Extracted text:
━━━
Canadian Regulators Declare Their Nuclear Plants Safe In Post-Fukushima Report

On Friday Canadian regulators published their post-Fukushima Daiichi report on nuclear safety, concluding the country’s reactors could stand up safely to the conditions that triggered the crisis in Japan.

As in the United States, the Canadian government ordered inspections of its operating nuclear plants and a review of their accident preparedness in response to the March station blackout that severely damaged three reactors. The Canadian Nuclear Safety Commission’s Fukushima Task Force Report “concludes that Canadian nuclear power plants are safe and pose a very small risk to the health and safety of Canadians or to the environment.”

The report identified no gaps in emergency planning or regulatory oversight related to severe accidents. Further, the CNSC said in a release the country’s reactors can “withstand conditions similar to those that triggered the Fukushima event.”
━━━
Check your understanding:
A. Rewrite the report on Canadian nuclear plant safety starting at "Canadian Regulators Declare" and ending at "crisis in Japan.", with "crisis" changed to "emergency".
B. Write the next part of the report on Canadian nuclear plant safety, picking up after its final sentence.
The listing has nothing to do with the report on Canadian nuclear plant safety.

Records shown:
━━━
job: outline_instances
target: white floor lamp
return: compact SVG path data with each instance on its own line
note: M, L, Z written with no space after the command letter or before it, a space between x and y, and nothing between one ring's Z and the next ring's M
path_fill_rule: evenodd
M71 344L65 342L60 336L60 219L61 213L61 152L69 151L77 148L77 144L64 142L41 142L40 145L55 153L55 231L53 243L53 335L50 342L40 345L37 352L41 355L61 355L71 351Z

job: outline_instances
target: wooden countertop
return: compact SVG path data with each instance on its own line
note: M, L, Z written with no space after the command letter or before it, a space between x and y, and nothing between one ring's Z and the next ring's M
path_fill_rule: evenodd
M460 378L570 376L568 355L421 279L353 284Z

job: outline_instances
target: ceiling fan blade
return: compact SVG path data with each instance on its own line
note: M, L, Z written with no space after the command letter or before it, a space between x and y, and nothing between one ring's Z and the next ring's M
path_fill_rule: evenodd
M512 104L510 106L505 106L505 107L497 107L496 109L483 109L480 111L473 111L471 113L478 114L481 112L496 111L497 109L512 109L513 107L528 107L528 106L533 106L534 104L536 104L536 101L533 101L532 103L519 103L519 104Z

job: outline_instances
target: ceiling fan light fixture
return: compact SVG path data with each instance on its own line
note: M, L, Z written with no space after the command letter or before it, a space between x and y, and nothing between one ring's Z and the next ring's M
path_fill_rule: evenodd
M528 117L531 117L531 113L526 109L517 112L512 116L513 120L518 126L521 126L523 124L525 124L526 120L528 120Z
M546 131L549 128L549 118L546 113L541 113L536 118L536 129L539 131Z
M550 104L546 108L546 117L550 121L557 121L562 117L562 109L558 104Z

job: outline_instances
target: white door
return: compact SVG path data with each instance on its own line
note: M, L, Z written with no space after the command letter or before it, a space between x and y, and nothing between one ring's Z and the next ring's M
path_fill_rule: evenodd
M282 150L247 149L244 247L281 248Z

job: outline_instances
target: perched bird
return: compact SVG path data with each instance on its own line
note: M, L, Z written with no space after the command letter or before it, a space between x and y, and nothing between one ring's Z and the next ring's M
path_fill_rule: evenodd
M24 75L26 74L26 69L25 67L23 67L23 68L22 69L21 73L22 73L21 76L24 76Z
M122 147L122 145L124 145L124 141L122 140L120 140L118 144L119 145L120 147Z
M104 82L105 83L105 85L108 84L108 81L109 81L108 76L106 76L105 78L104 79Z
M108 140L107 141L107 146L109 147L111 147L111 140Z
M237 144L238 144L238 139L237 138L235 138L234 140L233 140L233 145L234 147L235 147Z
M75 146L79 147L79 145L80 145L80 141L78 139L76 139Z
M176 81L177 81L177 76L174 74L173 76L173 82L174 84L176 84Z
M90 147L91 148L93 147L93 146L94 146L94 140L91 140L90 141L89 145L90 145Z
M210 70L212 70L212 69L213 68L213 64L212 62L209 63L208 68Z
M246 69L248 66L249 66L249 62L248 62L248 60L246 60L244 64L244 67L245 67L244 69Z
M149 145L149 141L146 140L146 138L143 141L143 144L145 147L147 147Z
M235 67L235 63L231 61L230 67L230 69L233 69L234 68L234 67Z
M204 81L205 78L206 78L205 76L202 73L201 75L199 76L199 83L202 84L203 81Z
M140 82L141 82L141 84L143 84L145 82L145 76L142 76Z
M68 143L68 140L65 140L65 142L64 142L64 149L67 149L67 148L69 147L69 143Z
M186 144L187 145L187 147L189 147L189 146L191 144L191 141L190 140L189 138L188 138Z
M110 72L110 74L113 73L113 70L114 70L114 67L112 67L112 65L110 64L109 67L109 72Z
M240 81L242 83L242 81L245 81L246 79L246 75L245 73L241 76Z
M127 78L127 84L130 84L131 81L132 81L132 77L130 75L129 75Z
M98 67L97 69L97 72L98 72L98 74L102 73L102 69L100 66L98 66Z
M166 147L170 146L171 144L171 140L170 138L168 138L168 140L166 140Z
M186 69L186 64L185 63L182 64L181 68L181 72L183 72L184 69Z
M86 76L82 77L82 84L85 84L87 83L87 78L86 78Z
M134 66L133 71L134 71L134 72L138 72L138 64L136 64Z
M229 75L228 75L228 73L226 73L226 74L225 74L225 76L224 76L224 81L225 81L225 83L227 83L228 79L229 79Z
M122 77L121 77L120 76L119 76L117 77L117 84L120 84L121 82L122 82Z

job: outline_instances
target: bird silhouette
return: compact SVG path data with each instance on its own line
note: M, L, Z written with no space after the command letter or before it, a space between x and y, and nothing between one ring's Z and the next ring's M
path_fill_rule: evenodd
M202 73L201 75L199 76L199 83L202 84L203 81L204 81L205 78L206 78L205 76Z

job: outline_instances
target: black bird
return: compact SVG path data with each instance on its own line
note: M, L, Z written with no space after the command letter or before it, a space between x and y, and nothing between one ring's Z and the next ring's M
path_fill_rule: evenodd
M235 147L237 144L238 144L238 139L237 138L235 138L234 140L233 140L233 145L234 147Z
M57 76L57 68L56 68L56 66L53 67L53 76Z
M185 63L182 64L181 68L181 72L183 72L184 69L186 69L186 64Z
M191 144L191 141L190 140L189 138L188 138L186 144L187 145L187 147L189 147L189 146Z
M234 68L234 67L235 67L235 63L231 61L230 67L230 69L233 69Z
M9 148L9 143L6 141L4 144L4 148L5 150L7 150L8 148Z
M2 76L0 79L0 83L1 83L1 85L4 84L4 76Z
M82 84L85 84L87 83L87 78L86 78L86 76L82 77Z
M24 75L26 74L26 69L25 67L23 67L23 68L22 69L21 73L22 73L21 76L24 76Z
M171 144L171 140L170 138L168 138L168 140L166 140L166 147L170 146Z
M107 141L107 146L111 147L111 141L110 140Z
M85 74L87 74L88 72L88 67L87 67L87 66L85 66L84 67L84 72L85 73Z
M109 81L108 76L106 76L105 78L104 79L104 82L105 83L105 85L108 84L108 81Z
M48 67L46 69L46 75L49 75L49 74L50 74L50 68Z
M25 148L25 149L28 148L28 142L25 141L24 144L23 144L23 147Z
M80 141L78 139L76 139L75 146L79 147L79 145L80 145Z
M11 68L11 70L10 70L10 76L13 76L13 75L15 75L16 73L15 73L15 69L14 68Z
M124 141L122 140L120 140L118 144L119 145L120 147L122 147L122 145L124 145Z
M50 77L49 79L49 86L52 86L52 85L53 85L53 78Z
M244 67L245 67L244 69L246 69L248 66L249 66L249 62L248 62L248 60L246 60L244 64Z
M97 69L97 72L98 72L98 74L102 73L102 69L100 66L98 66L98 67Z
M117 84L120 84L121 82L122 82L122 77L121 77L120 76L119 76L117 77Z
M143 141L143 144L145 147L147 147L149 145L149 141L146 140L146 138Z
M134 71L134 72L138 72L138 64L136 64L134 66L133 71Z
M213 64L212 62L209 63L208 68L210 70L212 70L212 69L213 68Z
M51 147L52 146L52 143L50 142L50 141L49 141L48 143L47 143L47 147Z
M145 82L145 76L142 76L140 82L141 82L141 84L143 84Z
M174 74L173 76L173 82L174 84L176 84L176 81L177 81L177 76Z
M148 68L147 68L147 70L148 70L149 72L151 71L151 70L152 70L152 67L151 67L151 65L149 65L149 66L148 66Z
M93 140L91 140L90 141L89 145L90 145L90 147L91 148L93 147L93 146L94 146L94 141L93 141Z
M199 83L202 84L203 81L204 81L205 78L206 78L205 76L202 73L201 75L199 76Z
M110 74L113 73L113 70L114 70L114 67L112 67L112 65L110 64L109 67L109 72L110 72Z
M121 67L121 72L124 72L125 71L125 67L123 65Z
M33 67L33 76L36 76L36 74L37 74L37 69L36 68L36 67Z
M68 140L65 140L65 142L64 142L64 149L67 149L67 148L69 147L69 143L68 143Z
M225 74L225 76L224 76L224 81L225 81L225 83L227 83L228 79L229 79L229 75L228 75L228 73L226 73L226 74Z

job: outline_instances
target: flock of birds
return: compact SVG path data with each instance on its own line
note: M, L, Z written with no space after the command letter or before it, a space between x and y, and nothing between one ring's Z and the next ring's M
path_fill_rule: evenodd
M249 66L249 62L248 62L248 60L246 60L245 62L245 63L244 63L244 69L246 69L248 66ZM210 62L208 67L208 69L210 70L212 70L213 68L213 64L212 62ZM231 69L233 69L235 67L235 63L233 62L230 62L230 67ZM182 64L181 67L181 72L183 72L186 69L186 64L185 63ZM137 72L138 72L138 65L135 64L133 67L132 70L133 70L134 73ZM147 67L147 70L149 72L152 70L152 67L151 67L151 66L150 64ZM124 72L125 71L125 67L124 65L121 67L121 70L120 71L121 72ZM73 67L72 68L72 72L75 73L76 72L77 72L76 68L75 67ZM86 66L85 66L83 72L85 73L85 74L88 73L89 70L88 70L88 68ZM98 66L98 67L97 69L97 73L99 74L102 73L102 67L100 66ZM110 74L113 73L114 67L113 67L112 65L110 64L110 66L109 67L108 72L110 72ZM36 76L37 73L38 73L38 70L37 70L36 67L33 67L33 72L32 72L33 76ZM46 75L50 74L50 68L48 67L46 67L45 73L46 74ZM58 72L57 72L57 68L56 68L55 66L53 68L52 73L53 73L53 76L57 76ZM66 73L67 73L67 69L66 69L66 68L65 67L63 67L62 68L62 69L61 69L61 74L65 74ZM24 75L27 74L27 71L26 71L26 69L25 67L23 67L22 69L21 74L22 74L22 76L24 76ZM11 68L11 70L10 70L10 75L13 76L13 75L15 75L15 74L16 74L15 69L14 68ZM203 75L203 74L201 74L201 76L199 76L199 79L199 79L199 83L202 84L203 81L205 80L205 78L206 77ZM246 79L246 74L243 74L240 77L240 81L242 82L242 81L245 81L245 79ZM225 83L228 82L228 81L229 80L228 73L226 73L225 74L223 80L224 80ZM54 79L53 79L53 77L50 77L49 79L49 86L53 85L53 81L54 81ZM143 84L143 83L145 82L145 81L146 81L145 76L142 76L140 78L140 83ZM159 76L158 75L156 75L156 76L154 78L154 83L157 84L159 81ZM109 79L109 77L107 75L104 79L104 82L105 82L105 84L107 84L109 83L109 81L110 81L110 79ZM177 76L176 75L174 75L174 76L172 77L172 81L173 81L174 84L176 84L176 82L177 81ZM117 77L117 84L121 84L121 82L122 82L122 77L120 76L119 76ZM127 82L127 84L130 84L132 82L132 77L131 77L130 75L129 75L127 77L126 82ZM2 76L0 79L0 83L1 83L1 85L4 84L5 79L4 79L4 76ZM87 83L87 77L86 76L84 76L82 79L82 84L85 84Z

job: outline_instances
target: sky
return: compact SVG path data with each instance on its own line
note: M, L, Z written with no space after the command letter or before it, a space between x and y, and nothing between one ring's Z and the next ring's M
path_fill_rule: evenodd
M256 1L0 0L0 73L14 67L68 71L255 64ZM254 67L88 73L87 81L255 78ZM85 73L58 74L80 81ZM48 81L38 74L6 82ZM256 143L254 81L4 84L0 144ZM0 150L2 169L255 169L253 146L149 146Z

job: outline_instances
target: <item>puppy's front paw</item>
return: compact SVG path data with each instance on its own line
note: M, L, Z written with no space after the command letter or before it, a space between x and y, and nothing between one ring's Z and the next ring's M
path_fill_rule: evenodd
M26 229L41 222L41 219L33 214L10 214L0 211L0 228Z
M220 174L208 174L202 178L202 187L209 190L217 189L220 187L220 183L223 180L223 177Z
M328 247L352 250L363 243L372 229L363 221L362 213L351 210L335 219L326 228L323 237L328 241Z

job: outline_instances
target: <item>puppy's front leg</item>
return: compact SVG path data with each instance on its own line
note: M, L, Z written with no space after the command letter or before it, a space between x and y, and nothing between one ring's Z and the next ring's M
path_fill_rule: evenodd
━━━
Outputs by task:
A.
Canadian Regulators Declare Their Nuclear Plants Safe In Post-Fukushima Report

On Friday Canadian regulators published their post-Fukushima Daiichi report on nuclear safety, concluding the country’s reactors could stand up safely to the conditions that triggered the emergency in Japan.

B.
Canada generates about 15 percent of its power from nuclear plants, according to the World Nuclear Association. Its 18 operating reactors use Canada deuterium uranium (CANDU) heavy-water designs, which have also been exported to Asia, Europe and South America. Expansion plans for the Canadian reactor fleet include as much as 9 gigawatts of new generation. The Fukushima report concluded that the accident did not challenge the country’s fundamental approach to regulation and safety for new reactors.

Nonetheless, the task force made a number or recommendations to make Candu units safer in extreme accident scenarios. Among them, the report asks for more planning for beyond-design-basis accident conditions and multi-unit events. It also calls for enhancements to emergency planning and more consideration for specific scenarios brought to light by Fukushima, such as the use of temporary water and electricity supplies and portable equipment.